Document excerpt:
::::
Black Snow Falling is an Elizabethan fantasy by L.J. MacWhirter, nominated for the 2019 CILIP Carnegie Medal and is the Scottish Book Trust Book of the Month December 2018. This novel for young adults and up draws on Liz’s fascination with psychology, the inner workings of minds and mechanical machines, and how people can be controlled by culture. It’s about staying fixed or spinning out.
As a child, her engineer father introduced her to science and the vast machines of the industrial revolution. On a trip to Florence many years later, she saw a mechanical Armillary Sphere, made for the Medicis in the 1500s, which embodied the long-held belief that the earth was at the centre of the heavens. Early science, in opposition to this dominant view, was cast as heresy. Together with the monstrous sexism of the time, it became the setting for this thriller about a spirited and privileged girl, Ruth, who has so much to lose when forces move against her.
Liz was born just outside London, grew up in the North West and now lives in Edinburgh with her husband and family. The stories started as soon as she could write. Black Snow Falling is her debut novel.
When she’s not writing YA fiction, L.J. MacWhirter writes creative and long copy for clients and ad agencies as a freelance copywriter.
::::
Problem description:
Reproduce the passage about Black Snow Falling word for word, from "Black Snow Falling is an" to "or spinning out.".

Free-text descriptions of objects
::::
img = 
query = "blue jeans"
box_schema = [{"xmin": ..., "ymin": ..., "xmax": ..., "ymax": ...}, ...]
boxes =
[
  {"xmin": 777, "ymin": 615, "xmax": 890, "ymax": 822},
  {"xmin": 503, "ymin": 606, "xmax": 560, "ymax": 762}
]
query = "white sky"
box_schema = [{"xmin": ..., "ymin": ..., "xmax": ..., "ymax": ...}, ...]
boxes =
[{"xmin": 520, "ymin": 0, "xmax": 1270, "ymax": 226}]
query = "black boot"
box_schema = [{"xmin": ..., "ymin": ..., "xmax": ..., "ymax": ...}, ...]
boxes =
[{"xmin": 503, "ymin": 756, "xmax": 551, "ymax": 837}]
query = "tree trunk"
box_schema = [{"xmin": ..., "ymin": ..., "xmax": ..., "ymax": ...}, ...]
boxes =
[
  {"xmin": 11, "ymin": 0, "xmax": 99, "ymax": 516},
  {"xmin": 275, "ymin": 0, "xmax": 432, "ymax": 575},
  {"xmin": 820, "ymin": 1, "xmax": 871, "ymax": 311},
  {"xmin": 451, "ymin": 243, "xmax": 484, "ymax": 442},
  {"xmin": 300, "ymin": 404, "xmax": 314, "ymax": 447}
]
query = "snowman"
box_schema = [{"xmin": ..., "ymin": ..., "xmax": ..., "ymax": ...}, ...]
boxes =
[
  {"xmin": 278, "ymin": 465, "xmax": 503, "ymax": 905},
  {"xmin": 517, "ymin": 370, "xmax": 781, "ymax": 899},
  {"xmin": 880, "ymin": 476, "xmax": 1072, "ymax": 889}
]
::::
Result of this exercise:
Black Snow Falling is an Elizabethan fantasy by L.J. MacWhirter, nominated for the 2019 CILIP Carnegie Medal and is the Scottish Book Trust Book of the Month December 2018. This novel for young adults and up draws on Liz’s fascination with psychology, the inner workings of minds and mechanical machines, and how people can be controlled by culture. It’s about staying fixed or spinning out.